## [Page excerpt]
* Start *
Use this section to translate brand new test sentences

In [25]:
def decode_sequences(input_sentences, transformer, lan_tokenizer):
    batch_size = 1
    
    # Tokenize encoder input
    encoder_input_tokens = ops.convert_to_tensor(eng_tokenizer(input_sentences))
    if len(encoder_input_tokens[0]) < MAX_SEQUENCE_LENGTH:
        pads = ops.full((1, MAX_SEQUENCE_LENGTH - len(encoder_input_tokens[0])), 0)
        encoder_input_tokens = ops.concatenate(
            [encoder_input_tokens.to_tensor(), pads], 1
        )
        
    # Define a function that outputs the next tokens probability given the input sequence
    def next(prompt, cache, index):
        logits = transformer([encoder_input_tokens, prompt])[:, index - 1, :]
        # We ignore hidden states for now -> needed only for contrastive search
        hidden_states = None
        return logits, hidden_states, cache
    
    # Build a prompt of length 40 with a start token and padding tokens
    length = 40
    # Add start token
    start = ops.full((batch_size, 1), lan_tokenizer.token_to_id("[START]"))
    # Add pad token
    pad = ops.full((batch_size, length - 1), lan_tokenizer.token_to_id("[PAD]"))
    
    prompt = ops.concatenate((start, pad), axis=-1)
    
    # GreedySampler -> Outputs token with highest probability
    generated_tokens = keras_nlp.samplers.GreedySampler()(
        next,
        prompt,
        stop_token_ids=[lan_tokenizer.token_to_id("[END]")],
        index=1, # Sample only after "[START]" token
    )
    generated_sentences = lan_tokenizer.detokenize(generated_tokens)
    return generated_sentences

In [26]:
# Draw English samples from test set
test_eng_texts = [pair[0] for pair in test_pairs]

for i in range(2):
    input_sentence = random.choice(test_eng_texts)
    translated = decode_sequences([input_sentence], transformer1, spa_tokenizer)
* End *
## [Data provided]
* Start *
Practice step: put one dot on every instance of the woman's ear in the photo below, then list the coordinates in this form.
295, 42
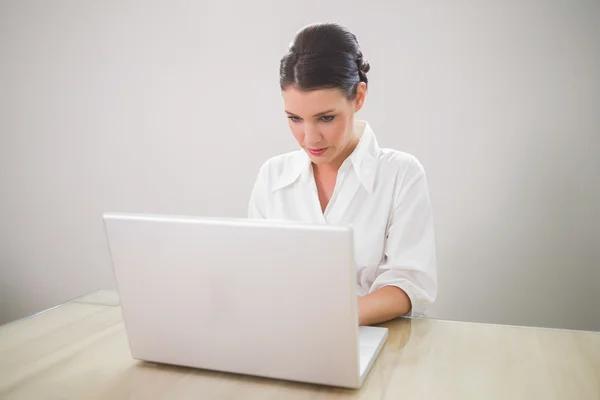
* End *
Continue the notebook excerpt on translating new test sentences, starting after its final line.

## [Output]
    translated = translated.numpy()[0].decode("utf-8")
    
    translated = (
        translated.replace("[PAD]","")
        .replace("[START]","")
        .replace("[END]", "")
        .strip()
    )
    print(f"Example {i+1}")
    print(input_sentence)
    print(translated)
    print()

Example 1
i'm tired of listening to his boasts.
soldados j policía — piso enseguida lo ;icidio su caído

Example 2
i always confuse which side is port and which starboard.
me ? tío aceptar fotografíala tenés ó m promesas quéla invitótiendoiembre



## Evaluate model

We are going to use the METEOR score metric to conduct a quantitative analysis of our model

# English-Portuguese

## Setup

#### Parse the data

In [27]:
por_eng_df = pd.read_csv('/kaggle/input/por-eng/por-eng/por.txt', header=None, sep="\t")
por_eng_df = por_eng_df.loc[: , :1]
por_eng_df.head()

Unnamed: 0,0,1
0,Go.,Vai.
1,Go.,Vá.
2,Hi.,Oi.
3,Run!,Corre!
4,Run!,Corra!


In [28]:
# Create lists from each data
eng_list = por_eng_df.loc[:,0].to_list()
por_list = por_eng_df.loc[:,1].to_list()

text_pairs = []

# Iterate over list and lowercase
for i in range(len(eng_list)):
    eng = eng_list[i].lower()
    por = por_list[i].lower()
    
    text_pairs.append((eng, por))

##### View the sentence pairs

In [29]:
for _ in range(5):
    print(random.choice(text_pairs))

('he gave the cat milk.', 'ele deu leite ao gato.')
('we have three dogs.', 'nós temos três cachorros.')
("he's always scowling.", 'ele anda sempre de cara feia.')
('you know tom likes baseball.', 'vocês sabem que o tom gosta de beisebol.')
("i'll see you the day after tomorrow.", 'até depois de amanhã.')


## Preprocessing

### Split the data

In [30]:
random.shuffle(text_pairs)

# Set training and validation sizes
num_val_samples = int(0.15 * len(text_pairs))
num_train_samples = int(len(text_pairs) - 2 * num_val_samples)

# Get train, val and test sets
train_pairs = text_pairs[: num_train_samples]
val_pairs = text_pairs[num_train_samples:num_train_samples + num_val_samples]
test_pairs = text_pairs[num_train_samples + num_val_samples:]

print(f"Train size: {len(train_pairs)}")
print(f"Validation size: {len(val_pairs)}")
print(f"Test size: {len(test_pairs)}")

Train size: 135545
Validation size: 29044
Test size: 29044


### Tokenization

In [31]:
# Reserve these tokens
reserved_tokens = ["[PAD]", "[UNK]", "[START]", "[END]"]

# Tokenize English samples
eng_samples = [text_pair[0] for text_pair in train_pairs]
eng_vocab = train_word_piece(eng_samples, ENG_VOCAB_SIZE, reserved_tokens)

# Tokenize Portuguese samples
por_samples = [text_pair[1] for text_pair in train_pairs]
por_vocab = train_word_piece(por_samples, POR_VOCAB_SIZE, reserved_tokens)

In [32]:
# View some tokens
print("English tokens: ", eng_vocab[100:110])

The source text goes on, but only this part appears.